Top of Listed entries
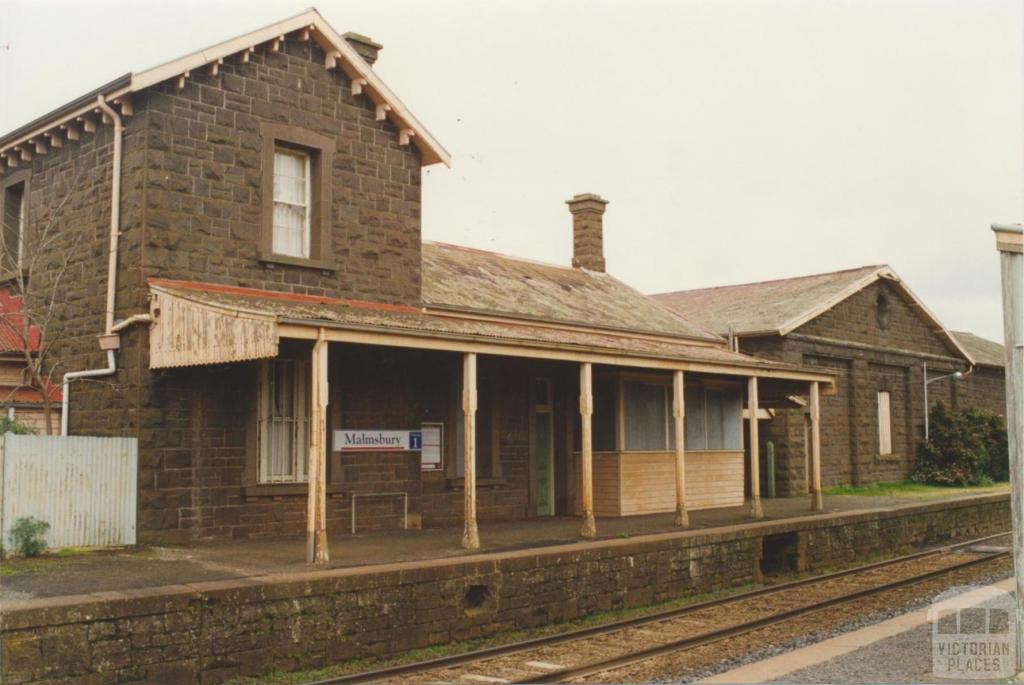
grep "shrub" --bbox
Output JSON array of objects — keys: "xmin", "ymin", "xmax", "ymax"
[
  {"xmin": 8, "ymin": 516, "xmax": 49, "ymax": 557},
  {"xmin": 0, "ymin": 417, "xmax": 35, "ymax": 435},
  {"xmin": 912, "ymin": 403, "xmax": 1009, "ymax": 486}
]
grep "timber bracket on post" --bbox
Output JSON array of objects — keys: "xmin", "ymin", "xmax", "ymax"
[
  {"xmin": 748, "ymin": 376, "xmax": 764, "ymax": 520},
  {"xmin": 462, "ymin": 352, "xmax": 480, "ymax": 550},
  {"xmin": 306, "ymin": 328, "xmax": 330, "ymax": 564},
  {"xmin": 673, "ymin": 370, "xmax": 689, "ymax": 528},
  {"xmin": 579, "ymin": 362, "xmax": 597, "ymax": 538},
  {"xmin": 809, "ymin": 380, "xmax": 824, "ymax": 511}
]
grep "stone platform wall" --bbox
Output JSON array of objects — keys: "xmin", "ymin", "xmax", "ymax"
[{"xmin": 0, "ymin": 493, "xmax": 1009, "ymax": 684}]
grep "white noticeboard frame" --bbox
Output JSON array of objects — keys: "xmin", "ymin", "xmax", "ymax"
[{"xmin": 420, "ymin": 423, "xmax": 443, "ymax": 470}]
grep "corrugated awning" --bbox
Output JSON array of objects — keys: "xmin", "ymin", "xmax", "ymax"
[{"xmin": 149, "ymin": 286, "xmax": 278, "ymax": 368}]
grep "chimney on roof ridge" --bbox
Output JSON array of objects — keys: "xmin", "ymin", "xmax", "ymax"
[
  {"xmin": 567, "ymin": 193, "xmax": 608, "ymax": 272},
  {"xmin": 343, "ymin": 31, "xmax": 383, "ymax": 67}
]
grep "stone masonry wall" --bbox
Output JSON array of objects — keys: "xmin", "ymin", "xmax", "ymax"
[
  {"xmin": 741, "ymin": 280, "xmax": 1004, "ymax": 494},
  {"xmin": 0, "ymin": 494, "xmax": 1008, "ymax": 685}
]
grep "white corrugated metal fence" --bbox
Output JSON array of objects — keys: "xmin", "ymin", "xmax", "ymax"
[{"xmin": 0, "ymin": 434, "xmax": 137, "ymax": 552}]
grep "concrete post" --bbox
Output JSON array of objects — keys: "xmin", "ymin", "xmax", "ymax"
[
  {"xmin": 993, "ymin": 224, "xmax": 1023, "ymax": 669},
  {"xmin": 579, "ymin": 362, "xmax": 597, "ymax": 538},
  {"xmin": 462, "ymin": 352, "xmax": 480, "ymax": 550}
]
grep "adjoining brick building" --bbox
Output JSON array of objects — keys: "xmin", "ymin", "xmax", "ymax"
[
  {"xmin": 655, "ymin": 267, "xmax": 1007, "ymax": 495},
  {"xmin": 0, "ymin": 9, "xmax": 836, "ymax": 549}
]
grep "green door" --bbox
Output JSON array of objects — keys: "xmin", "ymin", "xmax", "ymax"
[{"xmin": 534, "ymin": 378, "xmax": 554, "ymax": 516}]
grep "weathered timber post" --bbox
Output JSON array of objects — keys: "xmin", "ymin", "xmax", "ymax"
[
  {"xmin": 673, "ymin": 370, "xmax": 689, "ymax": 527},
  {"xmin": 748, "ymin": 376, "xmax": 764, "ymax": 519},
  {"xmin": 993, "ymin": 223, "xmax": 1023, "ymax": 670},
  {"xmin": 462, "ymin": 352, "xmax": 480, "ymax": 550},
  {"xmin": 809, "ymin": 380, "xmax": 824, "ymax": 511},
  {"xmin": 306, "ymin": 329, "xmax": 329, "ymax": 564},
  {"xmin": 579, "ymin": 361, "xmax": 597, "ymax": 538}
]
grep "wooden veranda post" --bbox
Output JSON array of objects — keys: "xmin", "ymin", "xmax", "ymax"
[
  {"xmin": 462, "ymin": 352, "xmax": 480, "ymax": 550},
  {"xmin": 579, "ymin": 362, "xmax": 597, "ymax": 538},
  {"xmin": 306, "ymin": 329, "xmax": 329, "ymax": 564},
  {"xmin": 993, "ymin": 224, "xmax": 1023, "ymax": 670},
  {"xmin": 809, "ymin": 380, "xmax": 824, "ymax": 511},
  {"xmin": 748, "ymin": 376, "xmax": 763, "ymax": 519},
  {"xmin": 673, "ymin": 370, "xmax": 689, "ymax": 527}
]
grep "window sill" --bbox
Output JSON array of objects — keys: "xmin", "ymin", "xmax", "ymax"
[
  {"xmin": 258, "ymin": 251, "xmax": 337, "ymax": 272},
  {"xmin": 244, "ymin": 483, "xmax": 346, "ymax": 498},
  {"xmin": 446, "ymin": 477, "xmax": 508, "ymax": 490}
]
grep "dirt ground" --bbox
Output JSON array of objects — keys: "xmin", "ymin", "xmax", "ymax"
[{"xmin": 0, "ymin": 486, "xmax": 1007, "ymax": 601}]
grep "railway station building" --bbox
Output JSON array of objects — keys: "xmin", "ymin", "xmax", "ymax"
[
  {"xmin": 0, "ymin": 9, "xmax": 839, "ymax": 547},
  {"xmin": 656, "ymin": 270, "xmax": 1007, "ymax": 494}
]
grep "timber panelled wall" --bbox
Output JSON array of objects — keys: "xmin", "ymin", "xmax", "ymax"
[{"xmin": 740, "ymin": 280, "xmax": 1006, "ymax": 495}]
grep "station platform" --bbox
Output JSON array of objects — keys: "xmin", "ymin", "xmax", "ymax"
[
  {"xmin": 0, "ymin": 486, "xmax": 1008, "ymax": 600},
  {"xmin": 0, "ymin": 489, "xmax": 1009, "ymax": 685}
]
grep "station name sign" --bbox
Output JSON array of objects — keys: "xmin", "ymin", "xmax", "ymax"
[{"xmin": 333, "ymin": 430, "xmax": 422, "ymax": 452}]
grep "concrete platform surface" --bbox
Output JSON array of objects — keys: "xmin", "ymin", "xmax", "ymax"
[
  {"xmin": 704, "ymin": 577, "xmax": 1017, "ymax": 684},
  {"xmin": 0, "ymin": 488, "xmax": 1007, "ymax": 601}
]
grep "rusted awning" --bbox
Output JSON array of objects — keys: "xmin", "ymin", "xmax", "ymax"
[{"xmin": 149, "ymin": 284, "xmax": 278, "ymax": 369}]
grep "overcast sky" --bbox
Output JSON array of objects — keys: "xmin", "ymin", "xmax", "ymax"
[{"xmin": 1, "ymin": 0, "xmax": 1021, "ymax": 342}]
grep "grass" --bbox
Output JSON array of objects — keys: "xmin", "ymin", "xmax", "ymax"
[{"xmin": 823, "ymin": 480, "xmax": 1008, "ymax": 498}]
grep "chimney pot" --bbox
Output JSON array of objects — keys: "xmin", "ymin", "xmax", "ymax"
[
  {"xmin": 343, "ymin": 31, "xmax": 383, "ymax": 67},
  {"xmin": 567, "ymin": 193, "xmax": 608, "ymax": 272}
]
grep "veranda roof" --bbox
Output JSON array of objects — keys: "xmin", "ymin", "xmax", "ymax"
[{"xmin": 147, "ymin": 279, "xmax": 835, "ymax": 386}]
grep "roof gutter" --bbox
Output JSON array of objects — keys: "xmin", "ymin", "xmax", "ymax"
[{"xmin": 61, "ymin": 95, "xmax": 125, "ymax": 436}]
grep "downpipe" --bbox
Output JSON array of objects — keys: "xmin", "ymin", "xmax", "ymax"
[{"xmin": 60, "ymin": 95, "xmax": 122, "ymax": 436}]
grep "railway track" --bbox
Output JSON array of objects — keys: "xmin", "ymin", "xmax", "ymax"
[{"xmin": 309, "ymin": 532, "xmax": 1011, "ymax": 685}]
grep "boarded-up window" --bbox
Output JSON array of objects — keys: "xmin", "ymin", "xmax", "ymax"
[
  {"xmin": 877, "ymin": 390, "xmax": 892, "ymax": 455},
  {"xmin": 258, "ymin": 359, "xmax": 310, "ymax": 483},
  {"xmin": 3, "ymin": 181, "xmax": 25, "ymax": 269}
]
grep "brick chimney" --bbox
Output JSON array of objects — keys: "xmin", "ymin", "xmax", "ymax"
[
  {"xmin": 567, "ymin": 193, "xmax": 608, "ymax": 272},
  {"xmin": 343, "ymin": 32, "xmax": 383, "ymax": 66}
]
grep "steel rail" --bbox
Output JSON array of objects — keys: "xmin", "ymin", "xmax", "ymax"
[
  {"xmin": 519, "ymin": 550, "xmax": 1009, "ymax": 683},
  {"xmin": 308, "ymin": 531, "xmax": 1009, "ymax": 685}
]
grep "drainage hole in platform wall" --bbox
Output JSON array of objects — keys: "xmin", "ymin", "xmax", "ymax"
[
  {"xmin": 465, "ymin": 584, "xmax": 491, "ymax": 608},
  {"xmin": 761, "ymin": 532, "xmax": 801, "ymax": 575}
]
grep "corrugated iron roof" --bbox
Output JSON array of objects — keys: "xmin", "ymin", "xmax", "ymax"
[
  {"xmin": 0, "ymin": 291, "xmax": 42, "ymax": 354},
  {"xmin": 653, "ymin": 266, "xmax": 885, "ymax": 336},
  {"xmin": 149, "ymin": 279, "xmax": 815, "ymax": 374},
  {"xmin": 952, "ymin": 331, "xmax": 1005, "ymax": 368},
  {"xmin": 422, "ymin": 242, "xmax": 720, "ymax": 342}
]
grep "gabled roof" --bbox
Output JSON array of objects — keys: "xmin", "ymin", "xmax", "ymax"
[
  {"xmin": 653, "ymin": 265, "xmax": 975, "ymax": 364},
  {"xmin": 0, "ymin": 8, "xmax": 449, "ymax": 168},
  {"xmin": 952, "ymin": 331, "xmax": 1005, "ymax": 368},
  {"xmin": 422, "ymin": 242, "xmax": 722, "ymax": 343}
]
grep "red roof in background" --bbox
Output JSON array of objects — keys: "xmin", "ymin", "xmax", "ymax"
[
  {"xmin": 0, "ymin": 383, "xmax": 61, "ymax": 404},
  {"xmin": 0, "ymin": 291, "xmax": 41, "ymax": 354}
]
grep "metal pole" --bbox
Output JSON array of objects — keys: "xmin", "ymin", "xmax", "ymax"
[
  {"xmin": 923, "ymin": 362, "xmax": 929, "ymax": 441},
  {"xmin": 992, "ymin": 223, "xmax": 1023, "ymax": 671}
]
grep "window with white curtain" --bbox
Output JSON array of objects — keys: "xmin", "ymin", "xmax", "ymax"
[
  {"xmin": 258, "ymin": 359, "xmax": 310, "ymax": 483},
  {"xmin": 272, "ymin": 147, "xmax": 311, "ymax": 258},
  {"xmin": 685, "ymin": 387, "xmax": 742, "ymax": 451}
]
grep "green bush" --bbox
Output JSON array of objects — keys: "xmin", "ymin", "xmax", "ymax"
[
  {"xmin": 0, "ymin": 417, "xmax": 35, "ymax": 435},
  {"xmin": 8, "ymin": 516, "xmax": 49, "ymax": 557},
  {"xmin": 912, "ymin": 403, "xmax": 1009, "ymax": 486}
]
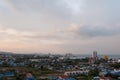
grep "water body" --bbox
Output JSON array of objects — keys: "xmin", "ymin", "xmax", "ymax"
[{"xmin": 73, "ymin": 54, "xmax": 120, "ymax": 59}]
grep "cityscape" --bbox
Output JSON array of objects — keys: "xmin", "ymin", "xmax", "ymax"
[
  {"xmin": 0, "ymin": 51, "xmax": 120, "ymax": 80},
  {"xmin": 0, "ymin": 0, "xmax": 120, "ymax": 80}
]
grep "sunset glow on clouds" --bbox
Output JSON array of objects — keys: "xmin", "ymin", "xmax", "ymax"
[{"xmin": 0, "ymin": 0, "xmax": 120, "ymax": 54}]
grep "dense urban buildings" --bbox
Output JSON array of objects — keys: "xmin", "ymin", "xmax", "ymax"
[{"xmin": 0, "ymin": 51, "xmax": 120, "ymax": 80}]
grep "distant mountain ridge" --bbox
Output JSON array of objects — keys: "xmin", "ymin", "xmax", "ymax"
[{"xmin": 0, "ymin": 51, "xmax": 14, "ymax": 55}]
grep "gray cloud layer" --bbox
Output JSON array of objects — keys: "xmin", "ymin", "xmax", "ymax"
[{"xmin": 74, "ymin": 25, "xmax": 120, "ymax": 38}]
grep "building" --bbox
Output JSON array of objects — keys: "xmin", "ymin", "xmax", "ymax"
[
  {"xmin": 118, "ymin": 58, "xmax": 120, "ymax": 63},
  {"xmin": 64, "ymin": 70, "xmax": 89, "ymax": 76},
  {"xmin": 104, "ymin": 55, "xmax": 108, "ymax": 61},
  {"xmin": 92, "ymin": 51, "xmax": 98, "ymax": 58},
  {"xmin": 89, "ymin": 51, "xmax": 98, "ymax": 64}
]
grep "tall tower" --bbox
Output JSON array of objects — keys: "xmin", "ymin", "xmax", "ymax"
[
  {"xmin": 93, "ymin": 51, "xmax": 98, "ymax": 63},
  {"xmin": 92, "ymin": 51, "xmax": 98, "ymax": 58}
]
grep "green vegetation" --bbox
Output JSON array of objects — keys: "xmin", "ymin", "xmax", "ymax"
[{"xmin": 109, "ymin": 63, "xmax": 120, "ymax": 69}]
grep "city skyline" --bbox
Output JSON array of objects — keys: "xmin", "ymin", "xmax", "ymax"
[{"xmin": 0, "ymin": 0, "xmax": 120, "ymax": 54}]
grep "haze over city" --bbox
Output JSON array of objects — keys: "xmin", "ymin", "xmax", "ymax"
[{"xmin": 0, "ymin": 0, "xmax": 120, "ymax": 54}]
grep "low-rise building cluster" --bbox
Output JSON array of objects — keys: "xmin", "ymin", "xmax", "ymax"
[{"xmin": 0, "ymin": 51, "xmax": 120, "ymax": 80}]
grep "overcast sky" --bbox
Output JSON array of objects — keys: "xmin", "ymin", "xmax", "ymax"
[{"xmin": 0, "ymin": 0, "xmax": 120, "ymax": 54}]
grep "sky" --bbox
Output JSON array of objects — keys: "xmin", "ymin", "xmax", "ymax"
[{"xmin": 0, "ymin": 0, "xmax": 120, "ymax": 54}]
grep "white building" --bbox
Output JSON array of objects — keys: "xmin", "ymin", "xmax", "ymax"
[
  {"xmin": 64, "ymin": 70, "xmax": 89, "ymax": 76},
  {"xmin": 118, "ymin": 59, "xmax": 120, "ymax": 63}
]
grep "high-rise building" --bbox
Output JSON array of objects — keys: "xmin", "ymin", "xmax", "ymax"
[
  {"xmin": 89, "ymin": 51, "xmax": 99, "ymax": 64},
  {"xmin": 93, "ymin": 51, "xmax": 98, "ymax": 61},
  {"xmin": 92, "ymin": 51, "xmax": 98, "ymax": 58}
]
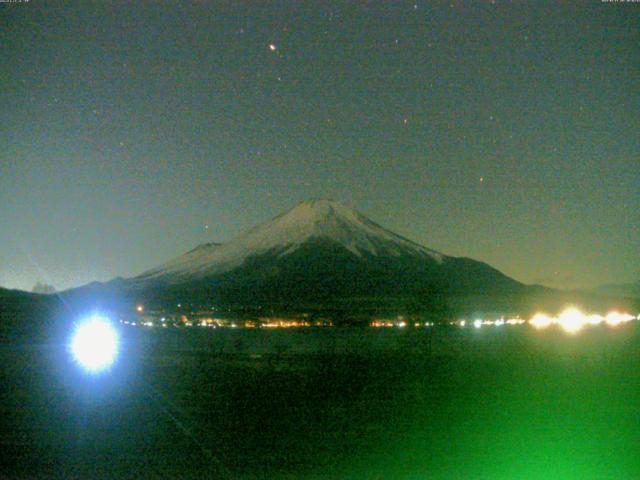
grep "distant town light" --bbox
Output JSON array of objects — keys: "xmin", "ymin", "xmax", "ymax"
[
  {"xmin": 473, "ymin": 319, "xmax": 482, "ymax": 329},
  {"xmin": 506, "ymin": 318, "xmax": 524, "ymax": 325},
  {"xmin": 530, "ymin": 313, "xmax": 553, "ymax": 330},
  {"xmin": 605, "ymin": 311, "xmax": 634, "ymax": 327},
  {"xmin": 587, "ymin": 314, "xmax": 604, "ymax": 325},
  {"xmin": 526, "ymin": 308, "xmax": 635, "ymax": 333},
  {"xmin": 557, "ymin": 307, "xmax": 585, "ymax": 334}
]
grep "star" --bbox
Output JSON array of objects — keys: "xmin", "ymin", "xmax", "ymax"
[{"xmin": 269, "ymin": 44, "xmax": 277, "ymax": 51}]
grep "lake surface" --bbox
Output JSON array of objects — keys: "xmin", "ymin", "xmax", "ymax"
[{"xmin": 2, "ymin": 324, "xmax": 639, "ymax": 479}]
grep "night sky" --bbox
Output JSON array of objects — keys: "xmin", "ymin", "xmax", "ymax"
[{"xmin": 1, "ymin": 1, "xmax": 638, "ymax": 292}]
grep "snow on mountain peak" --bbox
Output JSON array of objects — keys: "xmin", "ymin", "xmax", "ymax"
[{"xmin": 138, "ymin": 199, "xmax": 444, "ymax": 281}]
Bottom of Listed entries
▸ Task details
Your answer should be one number: the count of lines in the records above that contain "veranda".

▸ Answer to the problem
2